- _TASK 1_
In the passage on estimating construction costs, starting at the words "If you want to" and ending at "for your business.", swap "unit cost method" for "per-unit pricing method" and give that part again.
- _TASK 2_
Pull out every line of the listing below that contains the word "leaves", matching case exactly.

- _DOCUMENT SEGMENT_
--- BEGIN ---
Techniques for Estimating Construction Costs


There is a two-step process for estimating every construction project: Step 1. Determine Your Costs Step 2. Apply a Markup that will yield the appropriate profit after expenses It is that simple, but it is not that easy if you don’t have a systematic process for producing an accurate estimate in a short amount of time. The speed and accuracy at which you perform the steps above will directly influence the closing rate and potential profitability of your construction projects. If you make your customers wait too long for a price, then you may lose the sale and may not have enough work to stay in business. If your price, based on your estimated cost, is too low, then you will lose profits.  If your price is too high, then you will lose clients (potential sales). In this article on, I describe techniques that will produce fast, accurate project estimates for your construction business by developing a database of pricing data that is specific to your company. But before you can develop a fast, accurate system for estimating your construction projects, you need to stop doing a couple of things. STOP ESTIMATING USING THESE TECHNIQUES


Stick estimating (counting every piece of material and determining every hour of labor) is an accurate way to determine your costs, but stick estimating is extremely inefficient.  Stick estimating can also lead to oversights if the project plans are not complete or you miss a scope item. If you want fast, accurate estimates, then stop stick estimating.


The only technique more inefficient than stick estimating is estimating by hand.  Even if you are detailed with your takeoffs, scope, and notes, you will still miss something or hit the wrong button on the calculator.  Estimating by hand is prone to errors, is not repeatable, and a waste of your valuable time. START ESTIMATING USING THESE TECHNIQUES


If you want to produce fast, accurate construction estimates, then you need to develop a unit cost method for estimating your construction projects. Combining a unit cost method with the correct estimating software is the fastest, most accurate, and cost effective way to produce construction estimates for your business.
--- END ---
- _RECORDS FOR PROCESSING_
--- BEGIN ---
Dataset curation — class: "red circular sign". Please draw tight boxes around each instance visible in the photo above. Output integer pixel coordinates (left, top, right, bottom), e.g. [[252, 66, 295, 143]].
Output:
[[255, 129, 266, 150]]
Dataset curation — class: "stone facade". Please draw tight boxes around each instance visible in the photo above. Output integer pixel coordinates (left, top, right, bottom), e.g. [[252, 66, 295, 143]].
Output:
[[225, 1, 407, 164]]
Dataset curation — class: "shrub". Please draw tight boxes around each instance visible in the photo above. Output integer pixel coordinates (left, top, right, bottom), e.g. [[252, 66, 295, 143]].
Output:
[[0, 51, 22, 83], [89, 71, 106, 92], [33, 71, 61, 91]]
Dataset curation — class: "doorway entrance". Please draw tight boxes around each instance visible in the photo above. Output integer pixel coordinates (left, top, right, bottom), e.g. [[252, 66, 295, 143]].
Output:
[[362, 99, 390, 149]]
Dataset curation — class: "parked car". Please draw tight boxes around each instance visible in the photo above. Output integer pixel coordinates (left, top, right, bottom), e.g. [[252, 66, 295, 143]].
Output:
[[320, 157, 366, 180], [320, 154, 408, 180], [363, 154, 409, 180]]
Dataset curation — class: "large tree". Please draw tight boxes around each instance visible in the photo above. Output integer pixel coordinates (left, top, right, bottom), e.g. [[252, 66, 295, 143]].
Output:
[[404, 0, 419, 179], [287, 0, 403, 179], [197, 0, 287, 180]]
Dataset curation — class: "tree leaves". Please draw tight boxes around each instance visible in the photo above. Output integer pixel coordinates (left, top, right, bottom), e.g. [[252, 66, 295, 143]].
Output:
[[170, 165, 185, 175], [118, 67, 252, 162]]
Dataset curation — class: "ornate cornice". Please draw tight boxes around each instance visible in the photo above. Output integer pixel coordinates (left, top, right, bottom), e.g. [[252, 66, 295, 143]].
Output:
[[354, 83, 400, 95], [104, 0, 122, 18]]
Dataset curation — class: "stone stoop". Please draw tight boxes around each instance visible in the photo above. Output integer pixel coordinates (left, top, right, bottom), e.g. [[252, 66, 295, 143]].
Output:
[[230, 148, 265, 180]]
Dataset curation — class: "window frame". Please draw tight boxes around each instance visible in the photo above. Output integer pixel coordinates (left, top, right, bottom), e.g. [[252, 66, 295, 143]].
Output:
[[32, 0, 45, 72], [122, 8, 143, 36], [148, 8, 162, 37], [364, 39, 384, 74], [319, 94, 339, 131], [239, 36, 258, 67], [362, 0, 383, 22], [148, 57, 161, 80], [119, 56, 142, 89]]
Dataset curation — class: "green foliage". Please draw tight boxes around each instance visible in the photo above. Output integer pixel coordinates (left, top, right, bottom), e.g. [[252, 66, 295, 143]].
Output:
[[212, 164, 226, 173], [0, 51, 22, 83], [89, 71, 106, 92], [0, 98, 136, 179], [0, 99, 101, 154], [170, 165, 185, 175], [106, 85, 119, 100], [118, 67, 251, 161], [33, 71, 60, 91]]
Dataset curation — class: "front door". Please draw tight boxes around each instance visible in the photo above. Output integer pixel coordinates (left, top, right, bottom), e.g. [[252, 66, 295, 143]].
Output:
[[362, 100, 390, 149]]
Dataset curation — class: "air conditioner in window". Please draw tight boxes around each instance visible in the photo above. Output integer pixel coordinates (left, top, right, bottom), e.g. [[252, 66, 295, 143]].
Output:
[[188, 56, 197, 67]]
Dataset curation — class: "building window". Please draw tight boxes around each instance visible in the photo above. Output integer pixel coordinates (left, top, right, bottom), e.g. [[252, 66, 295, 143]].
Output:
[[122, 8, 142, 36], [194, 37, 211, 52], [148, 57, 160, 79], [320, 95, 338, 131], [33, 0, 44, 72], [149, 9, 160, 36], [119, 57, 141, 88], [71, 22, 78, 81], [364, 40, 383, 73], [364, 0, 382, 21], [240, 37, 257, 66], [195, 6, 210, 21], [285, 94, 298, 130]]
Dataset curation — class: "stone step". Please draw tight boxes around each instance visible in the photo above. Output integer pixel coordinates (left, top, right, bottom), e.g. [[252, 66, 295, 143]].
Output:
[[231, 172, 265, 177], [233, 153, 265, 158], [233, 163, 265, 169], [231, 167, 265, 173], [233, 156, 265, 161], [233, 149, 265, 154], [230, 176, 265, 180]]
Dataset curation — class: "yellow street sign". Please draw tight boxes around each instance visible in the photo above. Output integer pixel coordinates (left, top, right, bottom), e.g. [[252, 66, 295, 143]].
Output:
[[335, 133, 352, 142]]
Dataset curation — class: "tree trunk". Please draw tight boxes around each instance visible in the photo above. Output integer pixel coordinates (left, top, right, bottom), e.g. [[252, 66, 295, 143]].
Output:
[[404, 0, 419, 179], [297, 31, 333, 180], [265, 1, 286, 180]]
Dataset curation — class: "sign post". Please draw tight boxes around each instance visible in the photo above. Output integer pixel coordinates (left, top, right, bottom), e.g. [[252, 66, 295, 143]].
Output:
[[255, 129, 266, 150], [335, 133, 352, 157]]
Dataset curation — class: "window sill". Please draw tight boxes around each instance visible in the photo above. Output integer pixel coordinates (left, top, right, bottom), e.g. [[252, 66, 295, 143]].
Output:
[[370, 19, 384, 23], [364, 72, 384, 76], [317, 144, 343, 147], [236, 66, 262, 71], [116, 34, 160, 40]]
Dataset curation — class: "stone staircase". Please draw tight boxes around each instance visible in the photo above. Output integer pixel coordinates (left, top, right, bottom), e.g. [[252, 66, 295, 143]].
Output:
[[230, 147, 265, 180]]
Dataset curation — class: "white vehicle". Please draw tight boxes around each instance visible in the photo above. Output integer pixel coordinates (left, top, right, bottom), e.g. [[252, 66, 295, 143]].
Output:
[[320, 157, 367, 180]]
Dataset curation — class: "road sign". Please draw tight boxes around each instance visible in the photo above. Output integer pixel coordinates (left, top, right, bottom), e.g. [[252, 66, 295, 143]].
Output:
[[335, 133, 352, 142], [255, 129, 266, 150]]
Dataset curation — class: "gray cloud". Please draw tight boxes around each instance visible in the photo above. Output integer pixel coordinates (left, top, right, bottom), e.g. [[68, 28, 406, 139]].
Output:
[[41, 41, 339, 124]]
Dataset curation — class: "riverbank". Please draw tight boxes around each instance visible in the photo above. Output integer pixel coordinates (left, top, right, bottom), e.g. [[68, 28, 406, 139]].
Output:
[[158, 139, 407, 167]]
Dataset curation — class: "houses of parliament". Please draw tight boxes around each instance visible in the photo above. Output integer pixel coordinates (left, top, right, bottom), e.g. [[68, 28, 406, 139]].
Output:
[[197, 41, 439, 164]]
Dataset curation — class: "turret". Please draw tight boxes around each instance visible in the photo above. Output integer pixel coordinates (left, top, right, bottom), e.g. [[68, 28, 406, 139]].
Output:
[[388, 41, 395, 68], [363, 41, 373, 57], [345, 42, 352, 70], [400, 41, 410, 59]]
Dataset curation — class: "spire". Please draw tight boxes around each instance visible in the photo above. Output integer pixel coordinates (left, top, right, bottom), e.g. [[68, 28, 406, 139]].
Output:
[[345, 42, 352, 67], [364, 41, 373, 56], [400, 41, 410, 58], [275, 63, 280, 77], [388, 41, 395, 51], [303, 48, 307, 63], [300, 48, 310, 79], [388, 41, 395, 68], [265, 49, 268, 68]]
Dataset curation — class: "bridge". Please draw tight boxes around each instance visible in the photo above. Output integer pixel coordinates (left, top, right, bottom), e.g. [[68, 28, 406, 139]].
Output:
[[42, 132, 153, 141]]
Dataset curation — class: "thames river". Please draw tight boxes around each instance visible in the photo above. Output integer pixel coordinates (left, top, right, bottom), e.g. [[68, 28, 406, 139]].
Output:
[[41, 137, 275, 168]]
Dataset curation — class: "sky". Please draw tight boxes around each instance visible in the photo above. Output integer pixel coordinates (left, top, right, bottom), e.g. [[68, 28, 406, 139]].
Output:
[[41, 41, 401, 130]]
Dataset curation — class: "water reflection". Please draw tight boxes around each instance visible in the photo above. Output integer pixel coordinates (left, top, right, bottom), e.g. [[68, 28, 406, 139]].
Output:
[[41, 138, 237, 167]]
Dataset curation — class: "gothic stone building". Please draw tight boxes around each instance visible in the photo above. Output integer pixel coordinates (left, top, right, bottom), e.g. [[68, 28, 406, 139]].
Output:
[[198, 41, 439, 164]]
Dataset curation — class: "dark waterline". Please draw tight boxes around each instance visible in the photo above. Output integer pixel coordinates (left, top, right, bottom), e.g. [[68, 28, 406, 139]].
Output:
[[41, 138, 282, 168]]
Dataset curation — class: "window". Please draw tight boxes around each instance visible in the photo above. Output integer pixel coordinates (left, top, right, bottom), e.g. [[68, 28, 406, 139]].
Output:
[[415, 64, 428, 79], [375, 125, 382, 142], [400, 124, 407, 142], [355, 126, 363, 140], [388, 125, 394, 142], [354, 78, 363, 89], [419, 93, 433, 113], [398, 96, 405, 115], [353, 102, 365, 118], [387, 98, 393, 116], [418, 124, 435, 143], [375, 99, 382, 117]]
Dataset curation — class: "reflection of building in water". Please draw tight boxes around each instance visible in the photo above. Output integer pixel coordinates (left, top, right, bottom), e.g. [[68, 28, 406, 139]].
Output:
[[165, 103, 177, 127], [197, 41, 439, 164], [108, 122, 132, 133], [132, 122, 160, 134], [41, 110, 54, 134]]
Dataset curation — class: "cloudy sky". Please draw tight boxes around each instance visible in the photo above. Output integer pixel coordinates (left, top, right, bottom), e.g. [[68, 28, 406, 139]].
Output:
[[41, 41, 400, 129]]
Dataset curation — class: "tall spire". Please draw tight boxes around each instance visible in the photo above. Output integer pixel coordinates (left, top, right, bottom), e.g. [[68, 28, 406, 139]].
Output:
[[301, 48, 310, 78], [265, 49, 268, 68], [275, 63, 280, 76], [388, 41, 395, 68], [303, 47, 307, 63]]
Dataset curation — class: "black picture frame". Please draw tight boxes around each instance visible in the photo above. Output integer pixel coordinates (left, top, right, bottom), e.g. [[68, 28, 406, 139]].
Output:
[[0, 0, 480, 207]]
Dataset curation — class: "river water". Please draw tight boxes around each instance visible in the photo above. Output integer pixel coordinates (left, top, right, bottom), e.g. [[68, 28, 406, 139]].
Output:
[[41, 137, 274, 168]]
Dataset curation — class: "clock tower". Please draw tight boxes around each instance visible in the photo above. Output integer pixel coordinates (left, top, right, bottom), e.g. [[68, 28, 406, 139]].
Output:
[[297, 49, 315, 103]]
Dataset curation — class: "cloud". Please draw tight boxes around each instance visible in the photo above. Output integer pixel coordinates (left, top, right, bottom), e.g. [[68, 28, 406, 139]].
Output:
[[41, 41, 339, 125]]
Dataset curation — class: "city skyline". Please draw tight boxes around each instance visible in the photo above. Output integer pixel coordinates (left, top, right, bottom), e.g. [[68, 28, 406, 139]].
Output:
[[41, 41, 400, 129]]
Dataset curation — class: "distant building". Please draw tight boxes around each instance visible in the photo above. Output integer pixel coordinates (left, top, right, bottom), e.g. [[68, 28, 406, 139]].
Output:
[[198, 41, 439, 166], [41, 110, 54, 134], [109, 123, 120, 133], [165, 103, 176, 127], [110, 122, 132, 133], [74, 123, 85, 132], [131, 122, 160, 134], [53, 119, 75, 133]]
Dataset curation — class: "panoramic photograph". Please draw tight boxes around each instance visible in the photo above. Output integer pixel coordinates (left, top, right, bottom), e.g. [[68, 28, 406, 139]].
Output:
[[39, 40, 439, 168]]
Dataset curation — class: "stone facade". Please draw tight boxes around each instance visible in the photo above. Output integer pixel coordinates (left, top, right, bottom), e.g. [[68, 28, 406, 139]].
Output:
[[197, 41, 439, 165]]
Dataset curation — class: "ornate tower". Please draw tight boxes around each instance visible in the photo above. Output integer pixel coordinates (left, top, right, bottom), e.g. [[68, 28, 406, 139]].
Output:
--- END ---
- _WRITTEN ANSWER 1_
If you want to produce fast, accurate construction estimates, then you need to develop a per-unit pricing method for estimating your construction projects. Combining a per-unit pricing method with the correct estimating software is the fastest, most accurate, and cost effective way to produce construction estimates for your business.

- _WRITTEN ANSWER 2_
Dataset curation — class: "tree leaves". Please draw tight boxes around each instance visible in the photo above. Output integer pixel coordinates (left, top, right, bottom), e.g. [[252, 66, 295, 143]].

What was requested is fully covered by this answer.